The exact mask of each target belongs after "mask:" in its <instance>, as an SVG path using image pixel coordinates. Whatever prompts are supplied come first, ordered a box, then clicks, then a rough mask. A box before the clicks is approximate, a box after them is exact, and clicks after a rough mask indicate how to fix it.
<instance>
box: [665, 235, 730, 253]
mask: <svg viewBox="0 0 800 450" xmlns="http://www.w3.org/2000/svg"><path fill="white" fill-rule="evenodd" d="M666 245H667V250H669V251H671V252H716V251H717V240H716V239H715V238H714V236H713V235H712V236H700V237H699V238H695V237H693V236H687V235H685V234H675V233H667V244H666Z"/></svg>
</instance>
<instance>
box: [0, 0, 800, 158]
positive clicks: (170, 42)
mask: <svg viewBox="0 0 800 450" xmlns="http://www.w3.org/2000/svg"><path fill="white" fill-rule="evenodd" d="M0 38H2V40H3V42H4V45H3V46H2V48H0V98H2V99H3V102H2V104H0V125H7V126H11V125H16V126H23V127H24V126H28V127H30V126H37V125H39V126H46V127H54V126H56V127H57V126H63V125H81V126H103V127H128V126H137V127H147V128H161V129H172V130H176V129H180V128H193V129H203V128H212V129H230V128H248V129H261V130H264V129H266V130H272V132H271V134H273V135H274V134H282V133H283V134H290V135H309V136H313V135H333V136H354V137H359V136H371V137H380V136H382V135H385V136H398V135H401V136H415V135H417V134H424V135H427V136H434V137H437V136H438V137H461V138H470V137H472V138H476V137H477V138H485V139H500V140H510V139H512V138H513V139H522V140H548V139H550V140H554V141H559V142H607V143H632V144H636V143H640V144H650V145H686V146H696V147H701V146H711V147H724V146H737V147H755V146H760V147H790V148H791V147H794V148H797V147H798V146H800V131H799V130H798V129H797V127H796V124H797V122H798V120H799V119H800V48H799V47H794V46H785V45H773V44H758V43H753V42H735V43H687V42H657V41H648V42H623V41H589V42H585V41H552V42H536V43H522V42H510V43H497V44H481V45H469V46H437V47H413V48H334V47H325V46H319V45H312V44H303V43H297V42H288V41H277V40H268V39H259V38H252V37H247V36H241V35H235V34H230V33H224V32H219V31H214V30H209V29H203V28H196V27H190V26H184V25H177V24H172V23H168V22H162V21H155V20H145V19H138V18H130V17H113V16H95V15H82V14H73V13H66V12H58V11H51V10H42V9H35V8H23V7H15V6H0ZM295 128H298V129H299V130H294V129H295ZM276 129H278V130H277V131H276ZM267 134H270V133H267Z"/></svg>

● How to complete this task: In full and verbatim, transcribe the data.

● Result for this task:
The exact mask of each target belongs after "mask:" in its <instance>, as an SVG path using image pixel coordinates. Whatever prompts are supplied come first, ordered a box, then clicks, then a rough mask. A box before the clicks is approximate, a box after them is exact, and clicks after a rough mask indicate how to fix it.
<instance>
box: [665, 235, 730, 253]
mask: <svg viewBox="0 0 800 450" xmlns="http://www.w3.org/2000/svg"><path fill="white" fill-rule="evenodd" d="M666 245H667V250H669V251H671V252H716V251H717V240H716V239H715V238H714V236H713V235H712V236H700V237H699V238H695V237H693V236H687V235H685V234H675V233H667V244H666Z"/></svg>
</instance>
<instance>
box: [0, 0, 800, 158]
positive clicks: (170, 42)
mask: <svg viewBox="0 0 800 450" xmlns="http://www.w3.org/2000/svg"><path fill="white" fill-rule="evenodd" d="M0 38H2V40H3V42H4V45H3V46H2V48H0V98H2V99H3V102H2V104H0V125H7V126H11V125H16V126H23V127H24V126H28V127H30V126H37V125H39V126H46V127H54V126H56V127H57V126H63V125H81V126H103V127H128V126H137V127H147V128H161V129H172V130H176V129H180V128H193V129H203V128H212V129H230V128H248V129H261V130H264V129H266V130H272V132H271V134H273V135H274V134H282V133H283V134H290V135H309V136H313V135H333V136H354V137H359V136H371V137H380V136H382V135H385V136H398V135H401V136H415V135H417V134H424V135H427V136H434V137H437V136H438V137H461V138H470V137H472V138H476V137H477V138H485V139H500V140H510V139H512V138H513V139H522V140H548V139H550V140H554V141H559V142H607V143H632V144H636V143H640V144H650V145H686V146H696V147H701V146H711V147H724V146H737V147H755V146H760V147H790V148H791V147H794V148H797V147H798V146H800V131H799V130H798V129H797V127H796V124H797V122H798V120H799V119H800V48H799V47H794V46H785V45H773V44H758V43H753V42H735V43H687V42H657V41H648V42H623V41H589V42H585V41H552V42H536V43H522V42H510V43H497V44H481V45H469V46H437V47H413V48H334V47H325V46H319V45H312V44H303V43H297V42H288V41H277V40H268V39H259V38H252V37H247V36H241V35H235V34H230V33H224V32H219V31H214V30H209V29H203V28H196V27H190V26H184V25H177V24H172V23H168V22H162V21H155V20H145V19H138V18H130V17H113V16H95V15H82V14H73V13H66V12H58V11H51V10H42V9H35V8H23V7H15V6H0ZM295 128H298V129H299V130H294V129H295ZM276 129H278V130H277V131H276ZM267 134H270V133H267Z"/></svg>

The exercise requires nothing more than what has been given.